= TASK STATEMENT =
Turn every line of the entries below into a Markdown table with two columns, Row and Entry line. Number the rows in order and leave out any blank lines.

= PROVIDED RECORDS =
——

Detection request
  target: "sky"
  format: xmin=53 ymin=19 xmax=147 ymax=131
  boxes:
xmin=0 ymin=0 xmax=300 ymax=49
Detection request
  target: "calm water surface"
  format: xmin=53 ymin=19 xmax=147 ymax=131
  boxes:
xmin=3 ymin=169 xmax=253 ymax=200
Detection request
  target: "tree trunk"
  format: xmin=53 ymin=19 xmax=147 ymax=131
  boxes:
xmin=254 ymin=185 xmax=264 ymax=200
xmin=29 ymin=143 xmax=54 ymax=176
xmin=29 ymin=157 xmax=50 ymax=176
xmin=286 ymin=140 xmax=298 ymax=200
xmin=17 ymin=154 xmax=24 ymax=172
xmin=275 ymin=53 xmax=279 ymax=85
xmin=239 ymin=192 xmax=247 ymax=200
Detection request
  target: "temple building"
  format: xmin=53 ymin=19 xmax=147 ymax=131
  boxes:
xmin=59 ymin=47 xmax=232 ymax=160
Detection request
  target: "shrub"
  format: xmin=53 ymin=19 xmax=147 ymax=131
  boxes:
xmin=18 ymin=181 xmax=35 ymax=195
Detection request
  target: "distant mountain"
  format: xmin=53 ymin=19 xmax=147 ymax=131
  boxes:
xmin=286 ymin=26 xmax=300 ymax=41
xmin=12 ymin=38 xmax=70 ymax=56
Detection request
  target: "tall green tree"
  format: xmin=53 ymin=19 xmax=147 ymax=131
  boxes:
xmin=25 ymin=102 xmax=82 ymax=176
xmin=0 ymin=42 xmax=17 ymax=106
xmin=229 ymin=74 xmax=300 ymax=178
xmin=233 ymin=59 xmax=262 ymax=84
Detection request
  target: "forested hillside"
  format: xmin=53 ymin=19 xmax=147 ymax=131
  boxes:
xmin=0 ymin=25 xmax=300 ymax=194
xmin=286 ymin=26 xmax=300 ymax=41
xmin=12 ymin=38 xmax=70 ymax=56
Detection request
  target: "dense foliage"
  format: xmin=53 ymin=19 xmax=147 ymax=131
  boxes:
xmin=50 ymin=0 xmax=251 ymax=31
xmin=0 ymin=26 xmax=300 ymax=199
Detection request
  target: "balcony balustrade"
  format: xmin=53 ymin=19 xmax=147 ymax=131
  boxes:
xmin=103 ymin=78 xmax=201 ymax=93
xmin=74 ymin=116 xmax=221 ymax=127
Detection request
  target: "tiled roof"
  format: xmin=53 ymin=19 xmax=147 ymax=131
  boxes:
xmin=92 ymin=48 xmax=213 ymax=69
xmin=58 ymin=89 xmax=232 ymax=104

——

= WRITTEN SOLUTION =
| Row | Entry line |
|---|---|
| 1 | Detection request |
| 2 |   target: "sky" |
| 3 |   format: xmin=53 ymin=19 xmax=147 ymax=131 |
| 4 |   boxes: |
| 5 | xmin=0 ymin=0 xmax=300 ymax=49 |
| 6 | Detection request |
| 7 |   target: "calm water surface" |
| 8 |   format: xmin=53 ymin=19 xmax=147 ymax=131 |
| 9 |   boxes: |
| 10 | xmin=3 ymin=169 xmax=253 ymax=200 |
| 11 | Detection request |
| 12 |   target: "tree trunk" |
| 13 |   format: xmin=53 ymin=19 xmax=147 ymax=131 |
| 14 |   boxes: |
| 15 | xmin=254 ymin=185 xmax=264 ymax=200 |
| 16 | xmin=29 ymin=143 xmax=54 ymax=176 |
| 17 | xmin=29 ymin=157 xmax=50 ymax=176 |
| 18 | xmin=286 ymin=140 xmax=298 ymax=200 |
| 19 | xmin=17 ymin=154 xmax=24 ymax=172 |
| 20 | xmin=275 ymin=53 xmax=279 ymax=85 |
| 21 | xmin=239 ymin=192 xmax=247 ymax=200 |
| 22 | Detection request |
| 23 |   target: "temple building" |
| 24 |   format: xmin=53 ymin=19 xmax=147 ymax=131 |
| 25 |   boxes: |
| 26 | xmin=59 ymin=47 xmax=232 ymax=160 |
| 27 | Detection request |
| 28 |   target: "shrub" |
| 29 |   format: xmin=53 ymin=19 xmax=147 ymax=131 |
| 30 |   boxes: |
| 31 | xmin=18 ymin=181 xmax=35 ymax=195 |
| 32 | Detection request |
| 33 |   target: "distant mountain" |
| 34 |   format: xmin=53 ymin=19 xmax=147 ymax=131 |
| 35 |   boxes: |
| 36 | xmin=286 ymin=26 xmax=300 ymax=41 |
| 37 | xmin=12 ymin=38 xmax=70 ymax=56 |
| 38 | Detection request |
| 39 |   target: "tall green tree" |
| 40 |   format: xmin=53 ymin=19 xmax=147 ymax=131 |
| 41 |   boxes: |
| 42 | xmin=25 ymin=102 xmax=82 ymax=176 |
| 43 | xmin=0 ymin=42 xmax=17 ymax=106 |
| 44 | xmin=229 ymin=74 xmax=300 ymax=178 |
| 45 | xmin=233 ymin=59 xmax=262 ymax=84 |
| 46 | Detection request |
| 47 |   target: "forested hillside" |
| 48 |   format: xmin=53 ymin=19 xmax=147 ymax=131 |
| 49 |   boxes: |
| 50 | xmin=0 ymin=25 xmax=300 ymax=194 |
| 51 | xmin=286 ymin=26 xmax=300 ymax=41 |
| 52 | xmin=12 ymin=38 xmax=70 ymax=56 |
| 53 | Detection request |
| 54 |   target: "dense foliage" |
| 55 |   format: xmin=53 ymin=19 xmax=147 ymax=131 |
| 56 |   boxes: |
| 57 | xmin=50 ymin=0 xmax=251 ymax=31 |
| 58 | xmin=0 ymin=26 xmax=300 ymax=199 |
| 59 | Detection request |
| 60 |   target: "balcony balustrade" |
| 61 |   format: xmin=53 ymin=19 xmax=147 ymax=131 |
| 62 |   boxes: |
| 63 | xmin=103 ymin=78 xmax=201 ymax=93 |
| 64 | xmin=74 ymin=116 xmax=221 ymax=127 |
| 65 | Detection request |
| 66 |   target: "tiled roof" |
| 67 |   format: xmin=53 ymin=19 xmax=147 ymax=131 |
| 68 |   boxes: |
| 69 | xmin=92 ymin=48 xmax=213 ymax=69 |
| 70 | xmin=58 ymin=89 xmax=232 ymax=104 |